Stated problem:
Exactly reproduce the line that contains "One point for each instance of the tub" and all lines after it in the entries below, through the very last line.

Exercise input:
## begin

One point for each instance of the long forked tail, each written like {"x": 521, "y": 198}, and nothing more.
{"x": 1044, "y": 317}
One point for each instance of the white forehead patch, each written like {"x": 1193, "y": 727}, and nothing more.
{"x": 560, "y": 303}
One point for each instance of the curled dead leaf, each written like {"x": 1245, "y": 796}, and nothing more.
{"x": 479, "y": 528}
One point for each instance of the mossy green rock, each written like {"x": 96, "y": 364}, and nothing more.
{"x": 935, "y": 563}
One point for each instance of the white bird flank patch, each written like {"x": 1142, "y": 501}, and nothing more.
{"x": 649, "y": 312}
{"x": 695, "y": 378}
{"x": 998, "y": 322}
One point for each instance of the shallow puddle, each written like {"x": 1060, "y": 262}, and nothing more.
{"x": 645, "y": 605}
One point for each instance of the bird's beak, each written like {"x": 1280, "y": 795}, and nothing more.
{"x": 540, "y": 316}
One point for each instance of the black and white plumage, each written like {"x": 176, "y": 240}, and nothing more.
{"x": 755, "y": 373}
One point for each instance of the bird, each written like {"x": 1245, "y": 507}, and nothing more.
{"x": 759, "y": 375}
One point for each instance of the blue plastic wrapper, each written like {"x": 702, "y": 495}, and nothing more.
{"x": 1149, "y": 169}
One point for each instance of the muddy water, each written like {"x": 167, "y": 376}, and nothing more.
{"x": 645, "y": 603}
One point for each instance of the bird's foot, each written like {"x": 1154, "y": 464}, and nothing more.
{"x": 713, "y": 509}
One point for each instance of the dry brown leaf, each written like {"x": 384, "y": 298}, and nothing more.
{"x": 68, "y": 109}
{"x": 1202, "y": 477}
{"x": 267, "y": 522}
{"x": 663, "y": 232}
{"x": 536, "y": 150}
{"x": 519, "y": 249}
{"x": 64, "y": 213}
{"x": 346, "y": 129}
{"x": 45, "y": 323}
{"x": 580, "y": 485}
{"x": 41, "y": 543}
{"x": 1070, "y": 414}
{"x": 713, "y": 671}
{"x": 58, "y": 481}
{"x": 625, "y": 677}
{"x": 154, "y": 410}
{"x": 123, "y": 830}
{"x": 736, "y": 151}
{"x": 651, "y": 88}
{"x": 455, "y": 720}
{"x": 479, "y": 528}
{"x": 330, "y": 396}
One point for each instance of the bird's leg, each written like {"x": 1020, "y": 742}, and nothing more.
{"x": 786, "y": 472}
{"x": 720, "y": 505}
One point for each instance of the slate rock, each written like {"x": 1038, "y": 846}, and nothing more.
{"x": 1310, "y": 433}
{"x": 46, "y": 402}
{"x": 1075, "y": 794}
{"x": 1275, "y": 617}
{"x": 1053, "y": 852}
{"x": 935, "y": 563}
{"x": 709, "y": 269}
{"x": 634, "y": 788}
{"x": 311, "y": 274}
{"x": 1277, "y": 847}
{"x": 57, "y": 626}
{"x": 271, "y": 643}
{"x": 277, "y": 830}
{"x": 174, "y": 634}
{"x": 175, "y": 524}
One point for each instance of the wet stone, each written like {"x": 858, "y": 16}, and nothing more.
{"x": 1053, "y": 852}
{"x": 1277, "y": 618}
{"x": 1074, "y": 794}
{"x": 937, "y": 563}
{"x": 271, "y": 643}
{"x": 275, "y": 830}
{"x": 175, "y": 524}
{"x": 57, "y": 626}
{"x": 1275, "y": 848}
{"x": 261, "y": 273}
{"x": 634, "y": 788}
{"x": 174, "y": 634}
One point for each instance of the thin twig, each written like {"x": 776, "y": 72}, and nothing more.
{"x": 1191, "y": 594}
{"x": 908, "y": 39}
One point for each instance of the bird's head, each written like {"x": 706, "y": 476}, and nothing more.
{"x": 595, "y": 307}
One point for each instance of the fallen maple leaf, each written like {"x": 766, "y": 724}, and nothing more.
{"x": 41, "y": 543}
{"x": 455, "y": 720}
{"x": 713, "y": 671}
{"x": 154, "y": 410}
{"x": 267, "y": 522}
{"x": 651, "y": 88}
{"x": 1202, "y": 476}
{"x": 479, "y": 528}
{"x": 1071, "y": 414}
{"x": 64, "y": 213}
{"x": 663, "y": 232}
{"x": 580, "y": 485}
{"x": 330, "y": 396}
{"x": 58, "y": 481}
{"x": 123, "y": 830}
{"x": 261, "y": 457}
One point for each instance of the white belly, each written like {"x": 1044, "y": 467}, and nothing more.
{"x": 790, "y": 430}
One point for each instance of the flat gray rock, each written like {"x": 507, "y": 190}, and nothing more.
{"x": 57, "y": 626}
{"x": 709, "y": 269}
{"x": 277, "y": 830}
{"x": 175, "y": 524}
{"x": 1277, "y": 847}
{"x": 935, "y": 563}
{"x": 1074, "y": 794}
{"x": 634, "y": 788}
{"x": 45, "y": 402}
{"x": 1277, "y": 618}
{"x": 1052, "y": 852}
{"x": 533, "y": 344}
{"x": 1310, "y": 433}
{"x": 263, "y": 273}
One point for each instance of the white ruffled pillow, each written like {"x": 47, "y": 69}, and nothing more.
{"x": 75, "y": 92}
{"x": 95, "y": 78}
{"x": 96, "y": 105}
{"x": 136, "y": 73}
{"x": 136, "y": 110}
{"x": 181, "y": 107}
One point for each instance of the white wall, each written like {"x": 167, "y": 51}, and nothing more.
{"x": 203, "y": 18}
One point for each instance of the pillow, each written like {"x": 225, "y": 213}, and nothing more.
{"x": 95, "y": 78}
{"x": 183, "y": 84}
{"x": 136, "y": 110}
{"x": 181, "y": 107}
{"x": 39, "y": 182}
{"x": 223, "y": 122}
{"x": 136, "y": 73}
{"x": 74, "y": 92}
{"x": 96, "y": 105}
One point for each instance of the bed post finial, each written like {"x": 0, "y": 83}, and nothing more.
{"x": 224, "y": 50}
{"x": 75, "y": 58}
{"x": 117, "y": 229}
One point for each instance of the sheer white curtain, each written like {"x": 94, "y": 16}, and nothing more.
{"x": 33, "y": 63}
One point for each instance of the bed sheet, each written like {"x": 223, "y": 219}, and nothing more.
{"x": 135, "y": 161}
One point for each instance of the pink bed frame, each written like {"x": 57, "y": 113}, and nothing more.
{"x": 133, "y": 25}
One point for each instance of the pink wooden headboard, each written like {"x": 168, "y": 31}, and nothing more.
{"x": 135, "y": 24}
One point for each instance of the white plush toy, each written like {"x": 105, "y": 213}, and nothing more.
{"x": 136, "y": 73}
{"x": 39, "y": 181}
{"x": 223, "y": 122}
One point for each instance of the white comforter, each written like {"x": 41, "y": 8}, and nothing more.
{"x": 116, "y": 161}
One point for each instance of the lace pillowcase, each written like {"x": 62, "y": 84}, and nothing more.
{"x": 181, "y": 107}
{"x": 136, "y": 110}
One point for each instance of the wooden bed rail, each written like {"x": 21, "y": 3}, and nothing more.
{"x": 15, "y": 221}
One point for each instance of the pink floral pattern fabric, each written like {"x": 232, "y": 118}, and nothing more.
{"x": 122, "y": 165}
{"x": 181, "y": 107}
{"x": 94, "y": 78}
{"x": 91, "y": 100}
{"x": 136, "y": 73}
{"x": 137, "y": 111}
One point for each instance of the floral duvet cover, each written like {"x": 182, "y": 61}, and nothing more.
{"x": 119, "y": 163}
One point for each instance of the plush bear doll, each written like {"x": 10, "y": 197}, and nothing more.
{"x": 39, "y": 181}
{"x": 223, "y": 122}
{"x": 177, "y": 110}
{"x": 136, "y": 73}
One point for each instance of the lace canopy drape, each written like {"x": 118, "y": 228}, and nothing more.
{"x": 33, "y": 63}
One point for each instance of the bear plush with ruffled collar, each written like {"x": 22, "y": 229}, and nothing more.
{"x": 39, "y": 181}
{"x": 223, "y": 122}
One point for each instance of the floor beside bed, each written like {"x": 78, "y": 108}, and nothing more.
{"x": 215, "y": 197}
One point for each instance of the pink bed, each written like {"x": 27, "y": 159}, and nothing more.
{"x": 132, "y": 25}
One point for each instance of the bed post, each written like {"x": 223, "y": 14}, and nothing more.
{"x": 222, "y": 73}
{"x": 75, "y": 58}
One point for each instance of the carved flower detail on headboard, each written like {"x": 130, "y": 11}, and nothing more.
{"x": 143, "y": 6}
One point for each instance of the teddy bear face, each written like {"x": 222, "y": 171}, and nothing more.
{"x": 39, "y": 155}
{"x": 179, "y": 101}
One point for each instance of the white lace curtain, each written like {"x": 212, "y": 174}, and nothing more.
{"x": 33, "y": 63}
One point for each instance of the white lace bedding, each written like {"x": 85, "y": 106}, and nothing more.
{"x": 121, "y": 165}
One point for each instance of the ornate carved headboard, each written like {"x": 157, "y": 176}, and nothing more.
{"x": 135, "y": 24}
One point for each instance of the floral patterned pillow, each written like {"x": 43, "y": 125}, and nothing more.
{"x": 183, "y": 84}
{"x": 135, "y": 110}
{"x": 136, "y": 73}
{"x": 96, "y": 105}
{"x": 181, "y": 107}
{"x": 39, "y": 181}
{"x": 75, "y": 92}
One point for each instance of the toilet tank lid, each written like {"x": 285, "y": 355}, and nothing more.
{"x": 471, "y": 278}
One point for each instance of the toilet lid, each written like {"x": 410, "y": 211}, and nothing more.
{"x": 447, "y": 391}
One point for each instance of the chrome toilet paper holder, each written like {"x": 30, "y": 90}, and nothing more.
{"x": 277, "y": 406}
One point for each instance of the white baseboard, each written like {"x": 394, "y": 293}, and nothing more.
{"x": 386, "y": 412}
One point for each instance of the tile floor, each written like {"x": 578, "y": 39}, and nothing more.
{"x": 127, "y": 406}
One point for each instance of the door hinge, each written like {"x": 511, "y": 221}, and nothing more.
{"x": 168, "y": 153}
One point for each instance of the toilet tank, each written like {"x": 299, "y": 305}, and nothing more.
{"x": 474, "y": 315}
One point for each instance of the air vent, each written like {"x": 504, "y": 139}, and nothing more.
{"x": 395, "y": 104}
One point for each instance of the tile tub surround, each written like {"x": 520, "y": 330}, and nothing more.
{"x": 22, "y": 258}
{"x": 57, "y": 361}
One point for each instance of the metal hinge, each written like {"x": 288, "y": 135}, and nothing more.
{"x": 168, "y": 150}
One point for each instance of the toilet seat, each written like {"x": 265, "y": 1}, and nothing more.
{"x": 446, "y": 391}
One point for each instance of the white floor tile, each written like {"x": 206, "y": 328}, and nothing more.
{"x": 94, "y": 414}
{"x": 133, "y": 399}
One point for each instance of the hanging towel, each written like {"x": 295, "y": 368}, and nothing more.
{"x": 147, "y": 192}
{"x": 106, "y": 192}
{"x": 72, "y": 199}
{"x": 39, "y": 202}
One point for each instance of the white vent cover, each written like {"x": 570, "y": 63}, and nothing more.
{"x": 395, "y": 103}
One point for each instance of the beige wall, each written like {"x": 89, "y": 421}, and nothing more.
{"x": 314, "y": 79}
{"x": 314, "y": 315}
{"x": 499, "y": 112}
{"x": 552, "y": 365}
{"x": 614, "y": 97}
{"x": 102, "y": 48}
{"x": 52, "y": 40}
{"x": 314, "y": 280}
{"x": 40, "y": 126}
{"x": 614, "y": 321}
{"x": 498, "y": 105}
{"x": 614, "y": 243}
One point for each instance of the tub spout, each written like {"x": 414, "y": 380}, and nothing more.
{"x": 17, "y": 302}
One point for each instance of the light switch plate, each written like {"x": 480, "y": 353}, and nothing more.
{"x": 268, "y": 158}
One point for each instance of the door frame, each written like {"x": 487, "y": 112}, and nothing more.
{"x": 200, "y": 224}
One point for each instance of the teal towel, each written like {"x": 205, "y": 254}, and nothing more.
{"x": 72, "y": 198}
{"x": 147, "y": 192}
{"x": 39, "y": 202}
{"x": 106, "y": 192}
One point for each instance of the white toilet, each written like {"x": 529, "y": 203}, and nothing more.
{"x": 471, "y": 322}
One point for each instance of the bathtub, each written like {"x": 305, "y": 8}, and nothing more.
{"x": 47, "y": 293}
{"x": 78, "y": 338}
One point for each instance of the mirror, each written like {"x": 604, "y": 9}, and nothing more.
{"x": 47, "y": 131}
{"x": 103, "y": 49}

## end

Task answer:
One point for each instance of the tub spout, each written like {"x": 414, "y": 380}, and nothing more.
{"x": 17, "y": 302}
One point for each instance of the light switch plate, each written like {"x": 480, "y": 353}, and nothing more.
{"x": 268, "y": 158}
One point for each instance of the door frame, each written like {"x": 487, "y": 112}, and nothing more.
{"x": 200, "y": 224}
One point for each instance of the teal towel, each written like {"x": 205, "y": 254}, and nothing more.
{"x": 72, "y": 198}
{"x": 147, "y": 192}
{"x": 39, "y": 202}
{"x": 106, "y": 192}
One point for each instance of the white toilet, each written like {"x": 529, "y": 203}, and nothing more.
{"x": 471, "y": 322}
One point for each instance of the bathtub, each written like {"x": 305, "y": 8}, and nothing more.
{"x": 47, "y": 293}
{"x": 78, "y": 338}
One point for each instance of the mirror, each written like {"x": 604, "y": 9}, and nothing more.
{"x": 47, "y": 131}
{"x": 103, "y": 49}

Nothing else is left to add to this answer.